# Exercise
Repeat the material exactly as it appears.

(Source records)
-------------------------
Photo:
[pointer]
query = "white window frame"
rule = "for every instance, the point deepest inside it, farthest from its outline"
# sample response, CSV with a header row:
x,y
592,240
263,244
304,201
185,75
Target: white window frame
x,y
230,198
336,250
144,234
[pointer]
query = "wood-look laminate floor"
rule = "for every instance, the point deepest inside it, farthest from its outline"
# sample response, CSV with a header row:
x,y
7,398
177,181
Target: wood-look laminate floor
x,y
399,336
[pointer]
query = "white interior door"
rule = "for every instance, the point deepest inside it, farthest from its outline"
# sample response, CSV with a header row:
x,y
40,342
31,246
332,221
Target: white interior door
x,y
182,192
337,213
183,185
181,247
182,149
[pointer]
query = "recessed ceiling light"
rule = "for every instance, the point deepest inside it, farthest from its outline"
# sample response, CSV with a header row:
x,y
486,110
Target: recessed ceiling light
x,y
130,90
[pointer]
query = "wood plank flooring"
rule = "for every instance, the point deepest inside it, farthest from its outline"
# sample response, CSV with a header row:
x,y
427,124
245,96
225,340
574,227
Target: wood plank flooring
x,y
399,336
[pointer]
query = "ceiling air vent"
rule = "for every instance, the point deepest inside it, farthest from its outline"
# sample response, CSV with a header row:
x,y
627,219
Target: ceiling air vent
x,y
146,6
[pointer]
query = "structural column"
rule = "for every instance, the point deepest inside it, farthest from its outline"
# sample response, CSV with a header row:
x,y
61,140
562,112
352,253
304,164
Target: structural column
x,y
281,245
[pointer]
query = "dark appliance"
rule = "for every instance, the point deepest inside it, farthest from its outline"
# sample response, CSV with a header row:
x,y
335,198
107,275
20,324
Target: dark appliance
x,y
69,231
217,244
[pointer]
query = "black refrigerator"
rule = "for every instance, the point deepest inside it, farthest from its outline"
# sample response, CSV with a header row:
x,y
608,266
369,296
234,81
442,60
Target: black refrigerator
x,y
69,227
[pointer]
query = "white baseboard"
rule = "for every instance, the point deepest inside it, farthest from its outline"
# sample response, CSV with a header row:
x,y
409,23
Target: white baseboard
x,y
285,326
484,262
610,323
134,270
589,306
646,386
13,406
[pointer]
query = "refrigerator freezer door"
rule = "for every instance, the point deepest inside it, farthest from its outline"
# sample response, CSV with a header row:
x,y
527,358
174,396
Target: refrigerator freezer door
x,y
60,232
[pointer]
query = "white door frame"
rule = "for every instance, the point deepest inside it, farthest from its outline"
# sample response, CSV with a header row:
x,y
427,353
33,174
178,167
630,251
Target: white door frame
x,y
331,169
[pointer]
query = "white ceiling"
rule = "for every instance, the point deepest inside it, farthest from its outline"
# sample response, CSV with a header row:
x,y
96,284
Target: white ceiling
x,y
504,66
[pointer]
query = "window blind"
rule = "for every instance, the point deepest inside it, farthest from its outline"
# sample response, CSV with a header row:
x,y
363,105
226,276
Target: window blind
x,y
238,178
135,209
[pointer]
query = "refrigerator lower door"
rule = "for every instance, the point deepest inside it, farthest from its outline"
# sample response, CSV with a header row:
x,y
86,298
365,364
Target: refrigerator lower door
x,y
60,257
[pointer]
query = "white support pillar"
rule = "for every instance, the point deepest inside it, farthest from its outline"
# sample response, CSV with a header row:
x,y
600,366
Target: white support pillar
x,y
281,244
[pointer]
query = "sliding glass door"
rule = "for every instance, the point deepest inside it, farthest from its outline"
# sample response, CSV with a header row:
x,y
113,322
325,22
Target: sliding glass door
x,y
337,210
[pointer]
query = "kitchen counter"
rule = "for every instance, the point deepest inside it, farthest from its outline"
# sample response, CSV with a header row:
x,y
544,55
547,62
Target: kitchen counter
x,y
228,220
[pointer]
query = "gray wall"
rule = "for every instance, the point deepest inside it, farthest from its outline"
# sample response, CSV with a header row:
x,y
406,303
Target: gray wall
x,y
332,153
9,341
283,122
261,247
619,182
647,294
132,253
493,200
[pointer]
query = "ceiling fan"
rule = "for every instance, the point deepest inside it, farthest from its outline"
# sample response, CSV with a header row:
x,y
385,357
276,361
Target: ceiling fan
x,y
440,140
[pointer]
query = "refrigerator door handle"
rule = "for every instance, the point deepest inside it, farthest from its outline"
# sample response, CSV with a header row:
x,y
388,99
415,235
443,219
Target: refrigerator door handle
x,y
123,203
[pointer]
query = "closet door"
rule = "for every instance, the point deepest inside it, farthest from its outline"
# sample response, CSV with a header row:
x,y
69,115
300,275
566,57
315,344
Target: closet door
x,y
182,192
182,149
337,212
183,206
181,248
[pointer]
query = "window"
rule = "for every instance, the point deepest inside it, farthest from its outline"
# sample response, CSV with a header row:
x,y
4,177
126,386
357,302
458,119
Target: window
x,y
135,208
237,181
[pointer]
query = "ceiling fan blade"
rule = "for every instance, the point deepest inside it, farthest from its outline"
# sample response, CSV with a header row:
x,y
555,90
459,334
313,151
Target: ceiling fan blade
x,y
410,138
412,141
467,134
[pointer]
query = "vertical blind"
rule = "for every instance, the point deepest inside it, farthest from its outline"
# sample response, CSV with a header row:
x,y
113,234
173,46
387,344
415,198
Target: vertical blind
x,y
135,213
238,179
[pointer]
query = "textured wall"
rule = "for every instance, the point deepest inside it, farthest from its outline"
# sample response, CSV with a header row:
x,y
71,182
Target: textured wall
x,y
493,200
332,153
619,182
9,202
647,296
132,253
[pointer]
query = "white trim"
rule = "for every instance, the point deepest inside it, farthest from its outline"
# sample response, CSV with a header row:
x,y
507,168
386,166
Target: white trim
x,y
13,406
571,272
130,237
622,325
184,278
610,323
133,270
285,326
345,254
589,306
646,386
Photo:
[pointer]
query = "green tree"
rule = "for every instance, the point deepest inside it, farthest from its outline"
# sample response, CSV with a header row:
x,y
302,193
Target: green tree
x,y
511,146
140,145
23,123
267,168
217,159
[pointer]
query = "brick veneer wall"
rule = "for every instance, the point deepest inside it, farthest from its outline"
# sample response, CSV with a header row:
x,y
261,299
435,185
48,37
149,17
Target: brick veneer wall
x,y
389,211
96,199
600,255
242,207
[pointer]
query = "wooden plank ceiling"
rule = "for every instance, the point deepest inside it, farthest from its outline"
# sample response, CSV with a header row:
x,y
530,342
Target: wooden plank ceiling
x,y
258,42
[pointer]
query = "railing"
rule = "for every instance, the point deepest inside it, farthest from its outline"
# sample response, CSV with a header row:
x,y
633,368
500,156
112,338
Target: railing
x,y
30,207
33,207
-------------------------
# Expected output
Photo:
[pointer]
query = "white window frame"
rule = "for every instance, the point deepest inside it, farthest from its outline"
# sample response, CSV with a header row:
x,y
592,240
263,244
304,201
185,75
Target: white window frame
x,y
230,198
336,250
144,234
[pointer]
query = "wood-look laminate floor"
rule = "for every instance, the point deepest inside it, farthest from its outline"
# sample response, CSV with a header row:
x,y
7,398
177,181
Target: wood-look laminate floor
x,y
399,336
[pointer]
query = "white interior door"
rule = "for every instance, the point deepest inside it, farthest from its outline"
# sample response, CSV with a header row:
x,y
40,342
31,246
332,221
Target: white interior door
x,y
182,192
337,213
183,185
181,247
182,149
[pointer]
query = "recessed ceiling light"
rule = "for every instance, the point deepest inside it, farthest from its outline"
# sample response, CSV with a header row:
x,y
486,110
Target: recessed ceiling light
x,y
130,90
[pointer]
query = "wood plank flooring"
rule = "for every instance, the point deepest inside it, farthest from its outline"
# sample response, CSV with a header row:
x,y
427,124
245,96
225,340
574,227
Target: wood plank flooring
x,y
399,336
[pointer]
query = "ceiling air vent"
rule = "for every instance, the point deepest inside it, farthest from its outline"
# sample response, CSV with a header row:
x,y
627,219
Target: ceiling air vent
x,y
146,6
[pointer]
query = "structural column"
rule = "for every instance, the point deepest inside it, farthest from its outline"
# sample response, CSV with a header row:
x,y
61,140
562,112
352,253
304,164
Target: structural column
x,y
281,245
[pointer]
query = "dark appliance"
rule = "for every instance, the point deepest inside it, farthest from its outline"
# sample response, CSV with a header row:
x,y
335,198
107,275
20,324
Target: dark appliance
x,y
69,231
217,244
[pointer]
query = "black refrigerator"
rule = "for every instance, the point deepest inside it, farthest from its outline"
# sample response, CSV with a header row:
x,y
608,266
369,296
234,81
442,60
Target: black refrigerator
x,y
69,227
[pointer]
query = "white baseboard"
rule = "for every instance, the point deepest inside it, farthest from its outline"
# sample response, CSV with a header row:
x,y
409,23
Target: white baseboard
x,y
285,326
484,262
610,323
134,270
589,306
646,386
13,406
[pointer]
query = "refrigerator freezer door"
rule = "for every instance, the point deepest inside it, farthest from its outline"
# sample response, CSV with a header row:
x,y
527,358
174,396
Target: refrigerator freezer door
x,y
60,232
[pointer]
query = "white door frame"
rule = "for every instance, the point deepest inside it, farthest from its outline"
# sample response, CSV with a header row:
x,y
427,353
33,174
178,167
630,251
Target: white door frame
x,y
331,169
[pointer]
query = "white ceiling"
rule = "for every instance, the point deepest inside it, farthest from its outline"
# sample response, CSV with a header row:
x,y
96,284
Target: white ceiling
x,y
504,66
[pointer]
query = "window blind"
rule = "for every instance, the point deepest inside it, farthest from its outline"
# sample response, CSV with a header row:
x,y
363,105
226,276
Target: window blind
x,y
238,178
135,209
[pointer]
query = "refrigerator lower door"
rule = "for every instance, the point deepest inside it, farthest from its outline"
# sample response, CSV with a header row:
x,y
86,298
365,364
Target: refrigerator lower door
x,y
60,257
[pointer]
query = "white support pillar"
rule = "for every instance, the point deepest inside it, farthest from its outline"
# sample response, CSV with a header row:
x,y
600,366
Target: white support pillar
x,y
281,244
[pointer]
query = "sliding glass door"
rule = "for every instance, the point deepest inside it, farthest from its outline"
# sample response, CSV with a header row:
x,y
113,322
325,22
Target: sliding glass door
x,y
337,210
[pointer]
query = "kitchen counter"
rule = "for every instance, the point deepest inside it, farthest from its outline"
# sample response, CSV with a header row:
x,y
544,55
547,62
Target: kitchen counter
x,y
228,220
[pointer]
query = "gray wall"
rule = "for every instance, the point deepest inside it, farthest from its outline"
# sample response, CSV with a header row:
x,y
406,303
Target: gray wall
x,y
332,153
9,341
283,122
261,247
619,182
647,294
132,253
493,200
[pointer]
query = "ceiling fan"
rule = "for every instance, the point deepest inside it, farthest from its outline"
# sample response, CSV with a header row:
x,y
385,357
276,361
Target: ceiling fan
x,y
440,140
[pointer]
query = "refrigerator door handle"
rule = "for every instance, the point deepest inside it, farthest from its outline"
# sample response, CSV with a header row:
x,y
388,99
415,235
443,219
Target: refrigerator door handle
x,y
123,203
[pointer]
query = "closet door"
rule = "for every instance, the point deepest inside it, farthest from its outline"
# sample response, CSV with a header row:
x,y
69,115
300,275
566,57
315,344
Target: closet door
x,y
182,192
182,149
337,212
183,206
181,248
[pointer]
query = "window"
rule = "for every instance, the point deepest inside it, farthest from its outline"
# sample response, CSV with a header row:
x,y
4,177
126,386
357,302
458,119
Target: window
x,y
135,208
237,181
[pointer]
query = "ceiling fan blade"
rule = "for every instance, the point deepest inside it, farthest from its outline"
# sample response, CSV with a header row:
x,y
555,90
459,334
313,151
Target: ceiling fan blade
x,y
410,138
412,141
467,134
[pointer]
query = "vertical blind"
rule = "for every instance, the point deepest inside it, farthest from its outline"
# sample response, CSV with a header row:
x,y
113,234
173,46
387,344
415,198
Target: vertical blind
x,y
135,213
238,179
[pointer]
query = "textured wall"
rule = "for every instance, the point deepest inside it, farthest from its outline"
# sample response, CSV with a header row:
x,y
71,182
Target: textured wall
x,y
493,200
332,153
619,182
9,202
647,296
132,253
[pointer]
query = "white trim"
rule = "for every instance, the point deepest inside it, farthest from its outline"
# sample response, CSV with a header row:
x,y
507,168
386,166
Target: white trim
x,y
13,406
571,272
130,237
622,325
184,278
610,323
133,270
285,326
345,254
589,306
646,386
Photo:
[pointer]
query = "green tree"
rule = "for every instance, the point deepest inside it, farthest from its outline"
# sample response, CSV with a header row:
x,y
302,193
Target: green tree
x,y
511,146
140,145
23,123
267,168
217,159
[pointer]
query = "brick veneer wall"
rule = "for every instance, the point deepest inside it, farthest from its outline"
# sample response, CSV with a header row:
x,y
261,299
435,185
48,37
149,17
Target: brick veneer wall
x,y
389,211
96,199
600,255
242,207
[pointer]
query = "wooden plank ceiling"
rule = "for every instance, the point deepest inside it, farthest from its outline"
# sample response, CSV with a header row:
x,y
530,342
Target: wooden plank ceiling
x,y
258,42
[pointer]
query = "railing"
rule = "for every instance, the point deepest inside it, farthest from its outline"
# sample response, CSV with a header row:
x,y
633,368
500,156
112,338
Target: railing
x,y
30,207
33,207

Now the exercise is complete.